- **Stated exercise**
Please extract every line of the data below that contains the word "worker". Matches are case-sensitive.

- **Record list**
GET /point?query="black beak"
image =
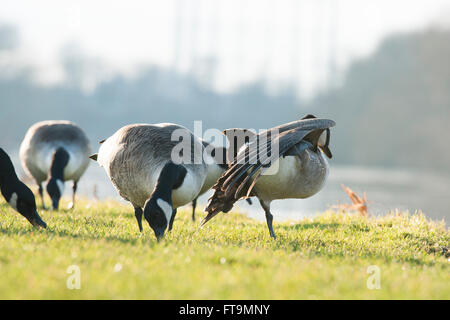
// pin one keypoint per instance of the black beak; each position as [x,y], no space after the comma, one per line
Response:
[159,234]
[327,152]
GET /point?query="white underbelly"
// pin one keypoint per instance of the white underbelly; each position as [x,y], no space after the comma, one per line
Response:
[293,177]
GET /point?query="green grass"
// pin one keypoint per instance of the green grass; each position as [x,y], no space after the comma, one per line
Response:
[232,257]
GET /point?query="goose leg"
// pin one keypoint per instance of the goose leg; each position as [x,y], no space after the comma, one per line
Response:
[269,217]
[74,189]
[172,218]
[138,214]
[41,194]
[194,205]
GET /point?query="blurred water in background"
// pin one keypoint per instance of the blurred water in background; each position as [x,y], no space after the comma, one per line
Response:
[386,189]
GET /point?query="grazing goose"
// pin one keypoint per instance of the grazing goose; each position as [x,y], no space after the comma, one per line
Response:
[302,167]
[138,160]
[16,193]
[55,151]
[215,170]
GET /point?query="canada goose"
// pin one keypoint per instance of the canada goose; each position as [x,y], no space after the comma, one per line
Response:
[215,170]
[139,161]
[302,168]
[16,193]
[55,151]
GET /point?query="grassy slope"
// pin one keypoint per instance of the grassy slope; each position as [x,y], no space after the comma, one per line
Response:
[231,257]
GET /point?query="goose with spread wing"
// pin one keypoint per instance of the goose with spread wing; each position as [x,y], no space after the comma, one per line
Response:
[284,162]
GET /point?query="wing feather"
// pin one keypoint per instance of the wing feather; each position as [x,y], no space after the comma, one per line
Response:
[235,182]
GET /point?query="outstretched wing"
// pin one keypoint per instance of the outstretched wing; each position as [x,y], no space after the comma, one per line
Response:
[257,156]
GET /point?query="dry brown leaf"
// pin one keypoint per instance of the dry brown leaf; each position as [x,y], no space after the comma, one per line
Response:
[358,204]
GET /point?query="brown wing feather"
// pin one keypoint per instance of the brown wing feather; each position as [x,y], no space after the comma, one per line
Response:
[235,182]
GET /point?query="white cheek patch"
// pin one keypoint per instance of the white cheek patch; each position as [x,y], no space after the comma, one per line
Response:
[13,201]
[165,207]
[60,186]
[322,139]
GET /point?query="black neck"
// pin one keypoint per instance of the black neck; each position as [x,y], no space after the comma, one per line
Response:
[59,162]
[171,177]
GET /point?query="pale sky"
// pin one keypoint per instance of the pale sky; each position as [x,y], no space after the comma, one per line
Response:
[278,41]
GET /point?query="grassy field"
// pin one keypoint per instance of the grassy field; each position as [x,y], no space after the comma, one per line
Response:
[233,257]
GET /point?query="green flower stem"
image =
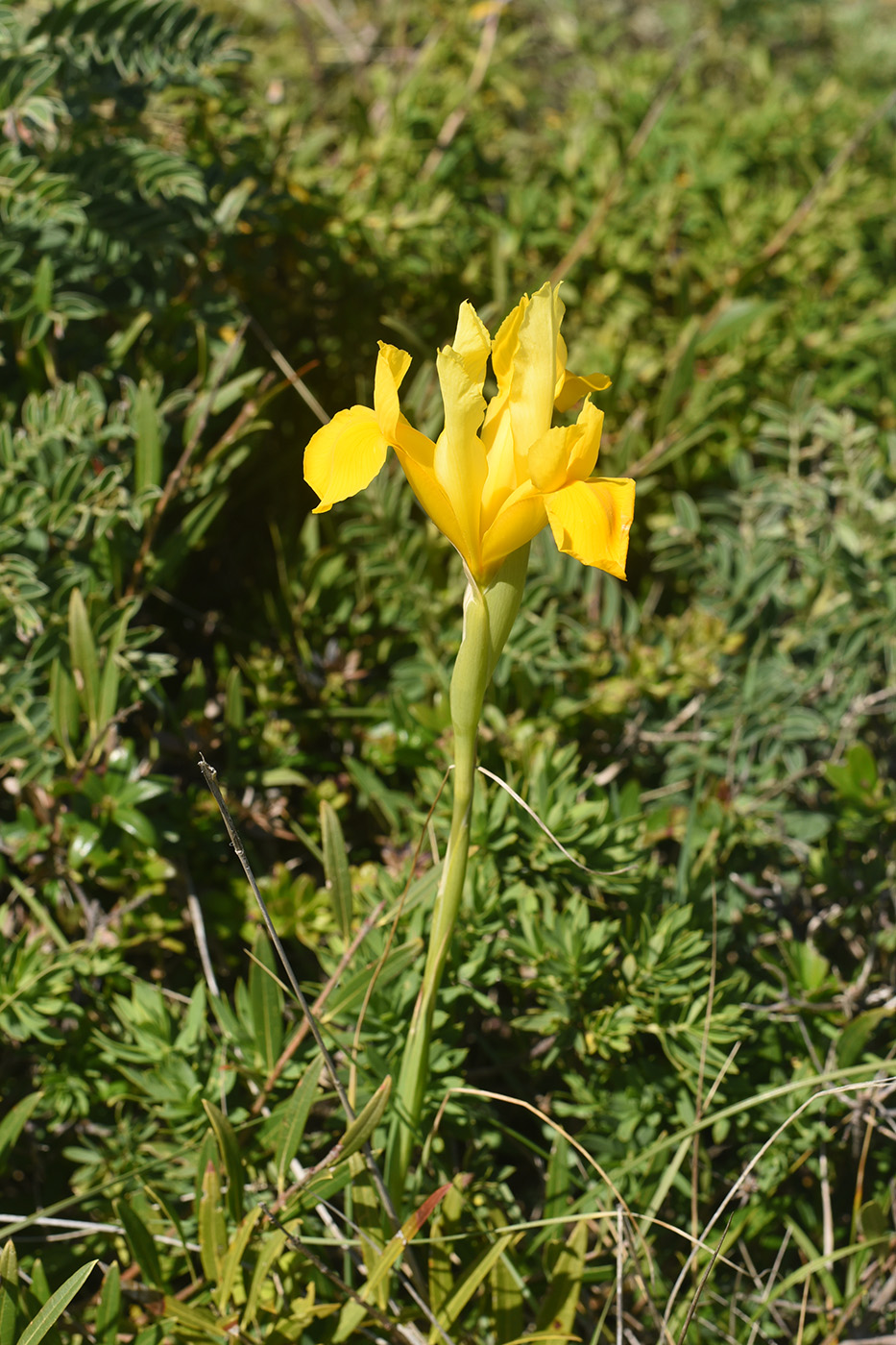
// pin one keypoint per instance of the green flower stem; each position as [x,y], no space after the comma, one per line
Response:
[489,616]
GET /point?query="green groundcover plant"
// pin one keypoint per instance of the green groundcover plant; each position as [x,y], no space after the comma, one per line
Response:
[646,1091]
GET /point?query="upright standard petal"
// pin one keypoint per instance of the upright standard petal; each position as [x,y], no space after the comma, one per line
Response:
[345,456]
[534,370]
[460,457]
[472,343]
[591,521]
[392,366]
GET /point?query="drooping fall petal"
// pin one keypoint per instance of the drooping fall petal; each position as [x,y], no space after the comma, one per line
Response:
[345,456]
[591,521]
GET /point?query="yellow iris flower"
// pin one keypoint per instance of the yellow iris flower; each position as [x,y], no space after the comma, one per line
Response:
[498,471]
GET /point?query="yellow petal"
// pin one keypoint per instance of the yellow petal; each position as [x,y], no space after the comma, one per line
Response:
[591,521]
[572,389]
[460,459]
[392,366]
[549,457]
[503,347]
[472,343]
[416,454]
[567,453]
[586,444]
[520,518]
[345,456]
[534,369]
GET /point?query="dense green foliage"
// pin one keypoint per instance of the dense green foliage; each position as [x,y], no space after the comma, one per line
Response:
[688,930]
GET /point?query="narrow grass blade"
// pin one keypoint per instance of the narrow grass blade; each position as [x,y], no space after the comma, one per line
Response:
[230,1161]
[56,1307]
[336,867]
[559,1308]
[352,1313]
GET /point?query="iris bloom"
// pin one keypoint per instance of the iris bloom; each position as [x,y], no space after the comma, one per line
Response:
[498,471]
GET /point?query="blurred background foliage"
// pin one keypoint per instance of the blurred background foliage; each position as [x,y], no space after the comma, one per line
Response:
[202,208]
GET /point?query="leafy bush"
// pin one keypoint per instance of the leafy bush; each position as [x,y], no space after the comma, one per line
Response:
[681,943]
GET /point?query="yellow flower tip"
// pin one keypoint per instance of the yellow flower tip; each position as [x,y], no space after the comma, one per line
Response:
[570,389]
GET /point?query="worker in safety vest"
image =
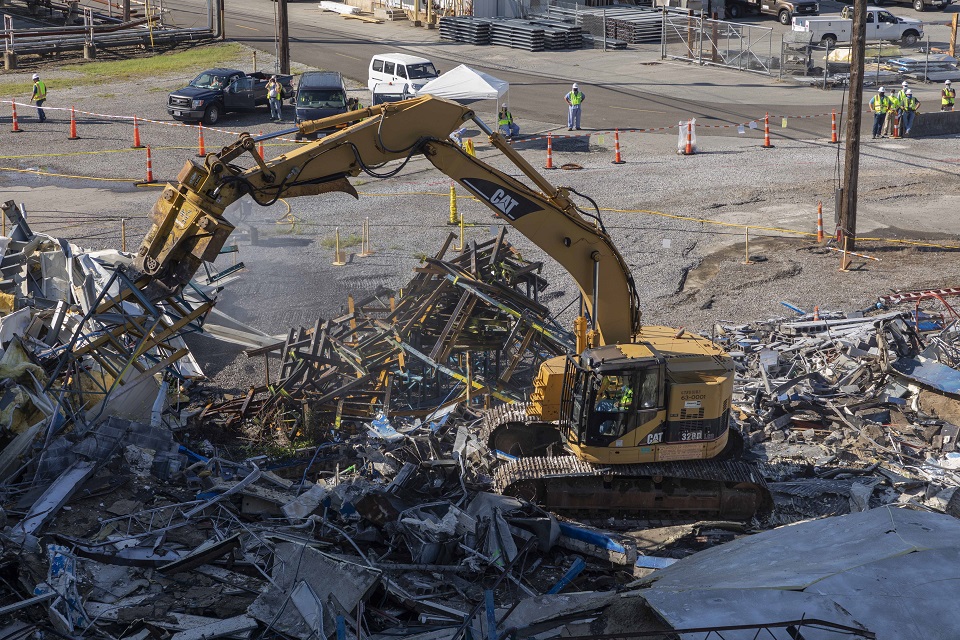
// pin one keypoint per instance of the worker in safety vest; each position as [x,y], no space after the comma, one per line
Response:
[39,96]
[947,96]
[893,112]
[505,122]
[909,107]
[574,101]
[275,98]
[879,105]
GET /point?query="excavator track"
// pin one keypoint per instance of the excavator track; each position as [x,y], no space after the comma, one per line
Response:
[703,488]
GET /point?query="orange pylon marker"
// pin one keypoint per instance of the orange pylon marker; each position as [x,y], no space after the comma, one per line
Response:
[73,125]
[766,132]
[16,126]
[136,135]
[616,146]
[819,222]
[549,164]
[149,179]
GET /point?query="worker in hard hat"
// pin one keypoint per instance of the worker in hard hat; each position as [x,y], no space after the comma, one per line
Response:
[947,96]
[908,106]
[574,100]
[879,105]
[506,123]
[893,114]
[39,96]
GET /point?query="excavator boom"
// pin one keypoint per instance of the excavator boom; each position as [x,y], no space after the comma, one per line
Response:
[189,228]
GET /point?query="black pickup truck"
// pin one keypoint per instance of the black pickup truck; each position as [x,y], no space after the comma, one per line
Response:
[217,91]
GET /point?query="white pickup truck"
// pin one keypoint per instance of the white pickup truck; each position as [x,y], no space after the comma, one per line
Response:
[881,25]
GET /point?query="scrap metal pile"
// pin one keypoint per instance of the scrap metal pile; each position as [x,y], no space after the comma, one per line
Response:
[465,326]
[116,523]
[849,412]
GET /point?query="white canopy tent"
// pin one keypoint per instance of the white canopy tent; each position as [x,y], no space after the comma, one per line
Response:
[464,84]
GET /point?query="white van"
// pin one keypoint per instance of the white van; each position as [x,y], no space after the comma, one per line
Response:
[400,69]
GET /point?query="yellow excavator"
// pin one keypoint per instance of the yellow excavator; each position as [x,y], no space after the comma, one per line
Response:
[636,422]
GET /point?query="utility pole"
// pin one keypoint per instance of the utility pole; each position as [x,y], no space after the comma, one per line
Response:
[284,35]
[851,159]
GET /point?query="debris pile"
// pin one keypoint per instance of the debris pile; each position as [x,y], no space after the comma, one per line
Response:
[375,517]
[466,326]
[845,413]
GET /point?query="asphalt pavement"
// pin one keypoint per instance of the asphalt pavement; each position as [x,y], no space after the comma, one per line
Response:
[627,89]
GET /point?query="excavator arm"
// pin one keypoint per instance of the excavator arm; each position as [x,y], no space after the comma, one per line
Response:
[189,227]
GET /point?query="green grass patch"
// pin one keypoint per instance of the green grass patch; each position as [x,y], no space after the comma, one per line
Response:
[351,240]
[185,63]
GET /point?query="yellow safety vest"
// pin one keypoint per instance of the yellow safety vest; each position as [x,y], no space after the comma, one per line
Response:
[881,105]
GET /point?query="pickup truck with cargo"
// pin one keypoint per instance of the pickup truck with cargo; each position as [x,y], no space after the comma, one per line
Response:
[218,91]
[785,10]
[881,25]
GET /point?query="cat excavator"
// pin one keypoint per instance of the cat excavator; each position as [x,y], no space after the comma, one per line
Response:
[636,422]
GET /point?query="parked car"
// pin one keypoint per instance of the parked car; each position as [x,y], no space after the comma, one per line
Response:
[918,5]
[320,94]
[881,25]
[785,10]
[389,92]
[401,69]
[218,91]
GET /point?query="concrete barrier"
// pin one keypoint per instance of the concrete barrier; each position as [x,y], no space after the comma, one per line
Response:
[936,123]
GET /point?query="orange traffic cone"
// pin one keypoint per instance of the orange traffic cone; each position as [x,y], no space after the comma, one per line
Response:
[616,146]
[136,135]
[16,125]
[688,149]
[149,179]
[73,125]
[819,222]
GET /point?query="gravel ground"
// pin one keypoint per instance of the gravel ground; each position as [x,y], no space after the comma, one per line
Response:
[689,272]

- **Problem solution**
GET /point?query="worker in safety vest"
// pin one keypoint per instance of the worker in safety vest; each position as [x,y], no space after the comma, one per line
GET /point?query="worker in hard hat"
// pin one keypoint per instance of the worker in hard hat; each position as [x,y], no space after the comma, one per line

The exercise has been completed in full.